Exercise 1. According to the paludarium thread, what filters the tank's water?

# 80 Gallon Paludarium Update



## Tasiamay (Sep 4, 2006)

Got out the camera and took some pics last night. A few turned out fairly well so I'd thought I'd share. It's amazing how quickly tanks can change.

Tank is an 80 gallon and houses 5 Galacts ...


October of 2006










Last Night


----------



## MattySF (May 25, 2005)

Love this tank since I saw it on AAPE.
Looks live your keeping both orange and red galacts in there?
Hard to pick a favorite between those two. Hopefully got some coming soon myself.


----------



## godsgurl377 (Dec 18, 2006)

Wow, this looks amazing! Do you have a construction journal on here somewhere? This has to be one of my favorites!


----------



## arielelf (May 23, 2007)

Wow! That is a really beautiful setup!!! That is one of the best balances of land and water that I have seen. Sometimes some of the split land water setups have so little landspace that I feel bad for the frogs, but this seems to have plenty of room for your Galact's. The neons look great also, do they eat the drowned fruit flies? Really nice placement of the wood, everything looks very well designed and thought out and very natural.
Amazing!!!


----------



## nelcadiz (Jun 27, 2007)

:shock: , ¡¡es la caña!!!


----------



## Ryan (Feb 18, 2004)

Whats the mossy plant you have growing in there?


----------



## clarzoo (Jun 19, 2007)

Amazing!!


----------



## Tasiamay (Sep 4, 2006)

Thanks very much for the compliments everyone. This was my first setup of this kind ... so lots of trial and error to see what worked best.

I've got 1 orange Galact and 4 red ones ... all female.

The mossy plant growing on the middle waterfall is HC (hemianthus callitrichoides). I also have Riccia growing on the wood under the waterfall on the right.

I do have a construction thread ... http://www.dendroboard.com/phpBB2/viewtopic.php?t=20462&postdays=0&postorder=asc&start=0


----------



## Ryan (Feb 18, 2004)

I have some HC too, i wasnt sure though, i have it growing completely terrestrial. Awesome plant


----------



## Jungle_John (Feb 19, 2007)

that thing is just amazing. how do you have it filtering the water? dose it have a stream i it?


----------



## trow (Aug 25, 2005)

Very nice, I love the cardinal tetras especially.


----------



## jmcc000 (Apr 7, 2005)

Holy crap that is awesome.


----------



## MattySF (May 25, 2005)

Have you considered seeing if some can trade your orange for a red male?
We could use more in the hobby.


----------



## housevibe7 (Sep 24, 2006)

You know I thought that was a gorgeous viv when you first posted it but I honestly have to say that the grown in viv blows away the way it looked when you first set it up. Nice!


----------



## Tasiamay (Sep 4, 2006)

Thanks again for the compliments everyone.

arielelf - The cardinals do indeed eat the fruitflies that get into the water!

kodama16 - The tank is drilled and the water is filtered by a magnum 350 that I keep carbon in. There is one "stream" - the piece of wood that divides the tank in half has water flowing down it and into the water portion.

MATTHEW MAHLING - I would like to get a male red Galact, but haven't found anyone locally to trade with. I'm afraid to ship because I've never done it before.


----------



## MattySF (May 25, 2005)

Could you please post in a couple of close ups of your frogs in this thread?


----------



## the_noobinator (Jan 14, 2007)

that is so awesome.


----------

Records for location labeling.
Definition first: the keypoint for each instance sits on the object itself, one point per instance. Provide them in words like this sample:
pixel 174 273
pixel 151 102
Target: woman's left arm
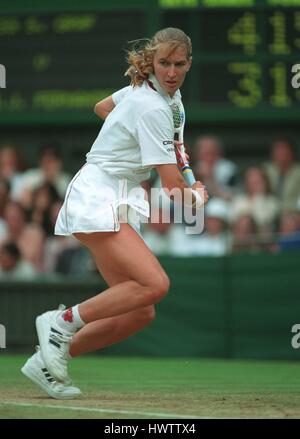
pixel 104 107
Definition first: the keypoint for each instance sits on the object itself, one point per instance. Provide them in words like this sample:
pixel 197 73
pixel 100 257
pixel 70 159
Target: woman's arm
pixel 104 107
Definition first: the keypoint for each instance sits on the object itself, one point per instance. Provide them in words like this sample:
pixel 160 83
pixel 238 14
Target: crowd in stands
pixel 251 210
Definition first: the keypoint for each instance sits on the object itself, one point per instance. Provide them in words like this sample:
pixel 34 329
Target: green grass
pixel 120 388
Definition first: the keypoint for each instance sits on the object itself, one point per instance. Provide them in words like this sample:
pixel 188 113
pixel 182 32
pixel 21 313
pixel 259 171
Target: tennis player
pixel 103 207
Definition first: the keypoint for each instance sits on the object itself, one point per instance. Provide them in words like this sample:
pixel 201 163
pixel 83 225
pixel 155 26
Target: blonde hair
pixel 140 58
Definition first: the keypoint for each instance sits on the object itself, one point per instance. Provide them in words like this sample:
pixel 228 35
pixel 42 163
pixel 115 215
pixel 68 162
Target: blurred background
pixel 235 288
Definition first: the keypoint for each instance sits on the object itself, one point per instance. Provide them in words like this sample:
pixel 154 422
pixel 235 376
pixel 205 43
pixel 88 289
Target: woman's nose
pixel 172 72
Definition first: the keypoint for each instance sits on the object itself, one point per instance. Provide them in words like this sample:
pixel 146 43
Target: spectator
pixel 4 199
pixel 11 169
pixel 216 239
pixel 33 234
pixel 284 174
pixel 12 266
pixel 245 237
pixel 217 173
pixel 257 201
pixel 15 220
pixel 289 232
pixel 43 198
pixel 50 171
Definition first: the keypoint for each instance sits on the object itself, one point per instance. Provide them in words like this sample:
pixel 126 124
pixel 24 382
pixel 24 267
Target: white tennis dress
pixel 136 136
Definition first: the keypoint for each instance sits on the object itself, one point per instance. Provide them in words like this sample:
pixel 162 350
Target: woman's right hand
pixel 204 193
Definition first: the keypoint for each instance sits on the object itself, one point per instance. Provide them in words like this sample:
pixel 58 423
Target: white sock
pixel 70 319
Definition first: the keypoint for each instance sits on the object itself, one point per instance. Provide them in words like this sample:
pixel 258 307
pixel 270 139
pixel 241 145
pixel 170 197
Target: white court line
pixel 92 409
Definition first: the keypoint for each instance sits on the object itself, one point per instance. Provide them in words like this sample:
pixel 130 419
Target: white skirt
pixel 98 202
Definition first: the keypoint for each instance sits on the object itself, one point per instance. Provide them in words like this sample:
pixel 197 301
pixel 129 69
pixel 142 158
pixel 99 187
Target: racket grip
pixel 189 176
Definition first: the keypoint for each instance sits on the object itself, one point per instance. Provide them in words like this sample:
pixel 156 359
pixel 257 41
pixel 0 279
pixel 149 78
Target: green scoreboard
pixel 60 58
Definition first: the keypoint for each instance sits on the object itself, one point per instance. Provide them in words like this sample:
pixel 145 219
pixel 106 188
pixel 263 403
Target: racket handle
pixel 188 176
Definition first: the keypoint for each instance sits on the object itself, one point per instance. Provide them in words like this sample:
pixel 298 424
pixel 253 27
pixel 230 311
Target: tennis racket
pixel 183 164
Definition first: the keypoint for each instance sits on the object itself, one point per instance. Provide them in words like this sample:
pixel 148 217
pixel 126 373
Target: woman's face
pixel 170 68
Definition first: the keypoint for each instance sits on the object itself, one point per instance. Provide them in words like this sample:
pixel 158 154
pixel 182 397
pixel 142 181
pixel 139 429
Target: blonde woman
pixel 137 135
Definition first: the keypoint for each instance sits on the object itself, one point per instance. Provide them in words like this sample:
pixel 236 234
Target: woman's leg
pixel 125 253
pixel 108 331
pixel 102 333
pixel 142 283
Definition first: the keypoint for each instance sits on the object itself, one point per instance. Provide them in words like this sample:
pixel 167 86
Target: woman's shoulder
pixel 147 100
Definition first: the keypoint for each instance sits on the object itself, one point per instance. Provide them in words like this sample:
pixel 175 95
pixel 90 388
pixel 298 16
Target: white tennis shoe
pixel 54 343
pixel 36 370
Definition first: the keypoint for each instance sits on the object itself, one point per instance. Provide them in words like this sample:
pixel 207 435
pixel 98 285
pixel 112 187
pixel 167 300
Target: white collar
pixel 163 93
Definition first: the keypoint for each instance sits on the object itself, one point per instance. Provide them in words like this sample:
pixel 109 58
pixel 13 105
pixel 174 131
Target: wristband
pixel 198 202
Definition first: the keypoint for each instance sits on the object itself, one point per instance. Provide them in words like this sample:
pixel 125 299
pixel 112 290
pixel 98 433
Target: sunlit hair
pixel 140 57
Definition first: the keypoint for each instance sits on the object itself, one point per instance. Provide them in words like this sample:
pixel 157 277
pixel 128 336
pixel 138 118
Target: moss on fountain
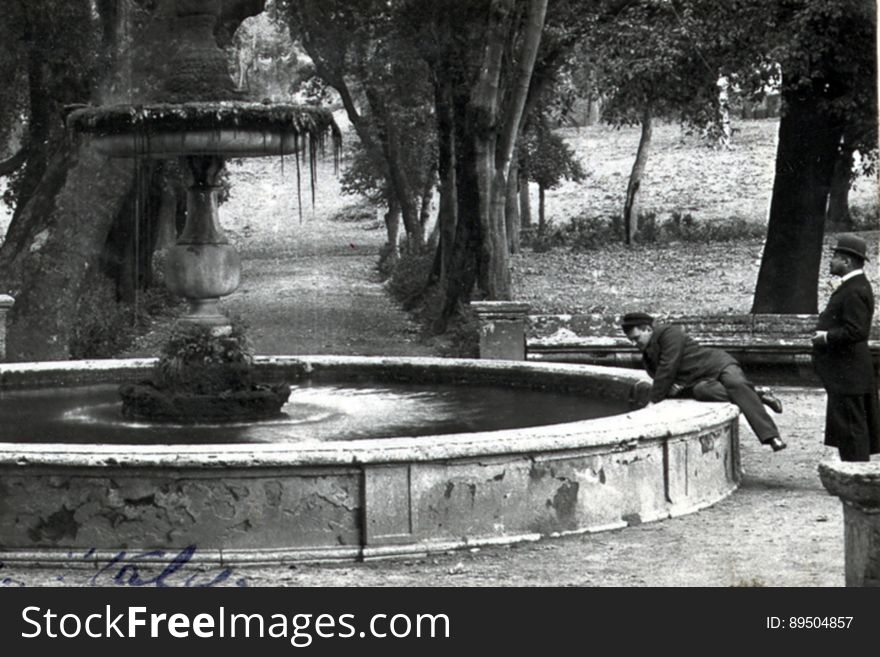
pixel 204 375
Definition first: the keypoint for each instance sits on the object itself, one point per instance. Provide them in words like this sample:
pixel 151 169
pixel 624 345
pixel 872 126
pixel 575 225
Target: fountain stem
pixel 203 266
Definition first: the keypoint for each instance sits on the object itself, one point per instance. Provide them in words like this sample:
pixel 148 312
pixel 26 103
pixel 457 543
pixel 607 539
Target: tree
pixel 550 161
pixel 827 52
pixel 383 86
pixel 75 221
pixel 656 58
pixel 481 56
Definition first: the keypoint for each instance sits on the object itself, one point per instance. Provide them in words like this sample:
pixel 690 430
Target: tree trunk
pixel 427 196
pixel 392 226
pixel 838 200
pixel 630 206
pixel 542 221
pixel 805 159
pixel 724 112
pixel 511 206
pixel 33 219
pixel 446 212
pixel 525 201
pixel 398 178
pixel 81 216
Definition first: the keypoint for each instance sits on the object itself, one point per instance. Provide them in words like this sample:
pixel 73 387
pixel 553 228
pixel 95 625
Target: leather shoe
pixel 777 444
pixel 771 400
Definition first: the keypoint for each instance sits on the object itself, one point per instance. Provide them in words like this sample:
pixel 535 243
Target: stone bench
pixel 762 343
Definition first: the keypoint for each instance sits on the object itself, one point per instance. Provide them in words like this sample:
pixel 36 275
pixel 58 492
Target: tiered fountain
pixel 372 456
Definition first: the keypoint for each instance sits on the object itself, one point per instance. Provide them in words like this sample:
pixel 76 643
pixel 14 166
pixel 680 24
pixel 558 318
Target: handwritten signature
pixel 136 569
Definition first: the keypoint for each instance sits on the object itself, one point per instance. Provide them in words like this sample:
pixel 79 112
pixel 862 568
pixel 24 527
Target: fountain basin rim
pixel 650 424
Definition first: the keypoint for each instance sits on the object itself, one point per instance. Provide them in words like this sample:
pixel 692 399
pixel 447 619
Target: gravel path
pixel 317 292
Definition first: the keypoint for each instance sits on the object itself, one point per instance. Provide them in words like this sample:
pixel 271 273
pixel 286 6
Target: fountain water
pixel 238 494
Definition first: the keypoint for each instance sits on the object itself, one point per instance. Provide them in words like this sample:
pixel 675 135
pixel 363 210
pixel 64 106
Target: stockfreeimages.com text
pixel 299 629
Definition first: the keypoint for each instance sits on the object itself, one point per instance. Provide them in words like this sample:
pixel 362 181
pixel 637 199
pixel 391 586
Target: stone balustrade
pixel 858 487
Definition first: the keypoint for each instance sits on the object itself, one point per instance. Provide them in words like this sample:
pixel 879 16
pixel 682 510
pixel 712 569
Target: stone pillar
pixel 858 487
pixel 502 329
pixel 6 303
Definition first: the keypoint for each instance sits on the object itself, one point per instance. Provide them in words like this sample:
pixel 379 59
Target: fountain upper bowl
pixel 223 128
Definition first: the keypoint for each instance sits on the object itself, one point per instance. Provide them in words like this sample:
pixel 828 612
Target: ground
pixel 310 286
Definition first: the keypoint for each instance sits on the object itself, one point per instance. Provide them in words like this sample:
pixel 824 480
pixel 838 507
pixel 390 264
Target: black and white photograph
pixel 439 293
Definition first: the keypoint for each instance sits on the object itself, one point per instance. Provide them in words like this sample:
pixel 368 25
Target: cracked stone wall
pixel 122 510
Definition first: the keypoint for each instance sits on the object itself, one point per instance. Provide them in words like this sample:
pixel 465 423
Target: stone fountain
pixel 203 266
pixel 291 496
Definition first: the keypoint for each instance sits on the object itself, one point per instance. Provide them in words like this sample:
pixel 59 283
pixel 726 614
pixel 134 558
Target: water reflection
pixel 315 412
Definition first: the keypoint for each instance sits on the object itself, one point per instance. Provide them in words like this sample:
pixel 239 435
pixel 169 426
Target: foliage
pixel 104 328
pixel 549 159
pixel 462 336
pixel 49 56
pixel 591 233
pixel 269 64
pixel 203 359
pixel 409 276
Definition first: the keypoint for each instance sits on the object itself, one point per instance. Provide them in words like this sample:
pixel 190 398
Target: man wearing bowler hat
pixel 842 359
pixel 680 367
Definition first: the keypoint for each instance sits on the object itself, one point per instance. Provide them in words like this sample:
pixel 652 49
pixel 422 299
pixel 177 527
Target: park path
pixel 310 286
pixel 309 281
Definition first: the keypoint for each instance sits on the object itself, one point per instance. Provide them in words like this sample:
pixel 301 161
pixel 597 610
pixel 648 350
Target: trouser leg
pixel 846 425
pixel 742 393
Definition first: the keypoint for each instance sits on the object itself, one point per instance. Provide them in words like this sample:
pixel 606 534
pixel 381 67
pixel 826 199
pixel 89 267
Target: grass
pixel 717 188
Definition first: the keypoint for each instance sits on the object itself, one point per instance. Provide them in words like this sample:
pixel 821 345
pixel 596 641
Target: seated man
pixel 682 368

Exercise 2. Starting at the beginning of the location labeling rows and ending at the line containing "pixel 251 210", substitute "Label" for "Target" and give those lines again with nothing else changed. Omit the pictures.

Expected answer 1. A magnum 350 that holds carbon.

Expected answer 2.
Definition first: the keypoint for each instance sits on the object itself, one point per instance. Provide them in words like this sample:
pixel 174 273
pixel 151 102
Label: woman's left arm
pixel 104 107
Definition first: the keypoint for each instance sits on the object itself, one point per instance. Provide them in words like this sample:
pixel 197 73
pixel 100 257
pixel 70 159
Label: woman's arm
pixel 104 107
Definition first: the keypoint for each instance sits on the object itself, one point per instance. Provide them in words like this sample:
pixel 160 83
pixel 238 14
Label: crowd in stands
pixel 251 210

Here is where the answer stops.